'''
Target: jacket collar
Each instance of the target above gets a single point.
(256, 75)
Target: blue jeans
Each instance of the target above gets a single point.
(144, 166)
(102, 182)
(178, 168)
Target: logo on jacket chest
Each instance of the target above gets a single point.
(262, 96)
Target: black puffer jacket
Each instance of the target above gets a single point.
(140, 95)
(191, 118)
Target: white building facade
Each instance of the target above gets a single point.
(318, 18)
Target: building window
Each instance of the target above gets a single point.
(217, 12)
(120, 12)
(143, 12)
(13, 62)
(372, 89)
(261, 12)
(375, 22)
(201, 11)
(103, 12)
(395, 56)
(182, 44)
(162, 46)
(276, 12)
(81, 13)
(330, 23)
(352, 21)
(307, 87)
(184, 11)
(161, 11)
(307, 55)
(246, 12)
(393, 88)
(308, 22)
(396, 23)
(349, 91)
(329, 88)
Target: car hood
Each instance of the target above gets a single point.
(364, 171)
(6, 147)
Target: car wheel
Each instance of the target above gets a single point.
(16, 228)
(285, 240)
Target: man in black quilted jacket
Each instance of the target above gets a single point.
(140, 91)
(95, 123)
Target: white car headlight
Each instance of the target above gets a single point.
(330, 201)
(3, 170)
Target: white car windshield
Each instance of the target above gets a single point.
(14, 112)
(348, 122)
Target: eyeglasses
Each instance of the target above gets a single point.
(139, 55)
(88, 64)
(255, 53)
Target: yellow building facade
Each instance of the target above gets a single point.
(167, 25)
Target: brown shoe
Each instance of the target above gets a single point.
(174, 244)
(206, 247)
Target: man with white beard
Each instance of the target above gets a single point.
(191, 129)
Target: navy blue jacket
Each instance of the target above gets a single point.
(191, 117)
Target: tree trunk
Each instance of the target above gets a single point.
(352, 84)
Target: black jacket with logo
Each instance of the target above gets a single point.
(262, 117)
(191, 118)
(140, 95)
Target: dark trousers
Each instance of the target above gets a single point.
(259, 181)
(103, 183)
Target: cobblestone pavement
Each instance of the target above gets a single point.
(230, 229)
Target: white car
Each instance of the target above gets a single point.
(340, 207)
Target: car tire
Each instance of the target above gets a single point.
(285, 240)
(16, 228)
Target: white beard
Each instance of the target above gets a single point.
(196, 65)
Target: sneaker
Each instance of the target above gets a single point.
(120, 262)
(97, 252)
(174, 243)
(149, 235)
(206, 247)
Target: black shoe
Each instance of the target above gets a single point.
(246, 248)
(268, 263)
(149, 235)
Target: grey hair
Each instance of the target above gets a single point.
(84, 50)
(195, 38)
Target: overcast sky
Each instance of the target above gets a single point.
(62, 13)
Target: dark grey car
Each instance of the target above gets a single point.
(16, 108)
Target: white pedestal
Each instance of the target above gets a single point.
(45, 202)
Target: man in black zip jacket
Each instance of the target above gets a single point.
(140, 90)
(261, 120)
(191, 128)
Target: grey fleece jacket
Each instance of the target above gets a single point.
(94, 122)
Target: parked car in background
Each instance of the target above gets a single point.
'''
'''
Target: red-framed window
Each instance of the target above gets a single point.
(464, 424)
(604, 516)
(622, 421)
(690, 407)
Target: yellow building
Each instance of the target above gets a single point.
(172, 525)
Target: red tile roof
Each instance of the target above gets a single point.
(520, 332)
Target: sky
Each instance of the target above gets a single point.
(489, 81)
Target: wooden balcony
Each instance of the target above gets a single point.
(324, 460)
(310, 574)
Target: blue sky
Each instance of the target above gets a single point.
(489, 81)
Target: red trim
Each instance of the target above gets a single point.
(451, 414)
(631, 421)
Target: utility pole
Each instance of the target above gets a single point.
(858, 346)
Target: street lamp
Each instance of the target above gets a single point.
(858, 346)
'''
How many lines of the data above contain the string "window"? Case matters, and the answer should be the number alone.

2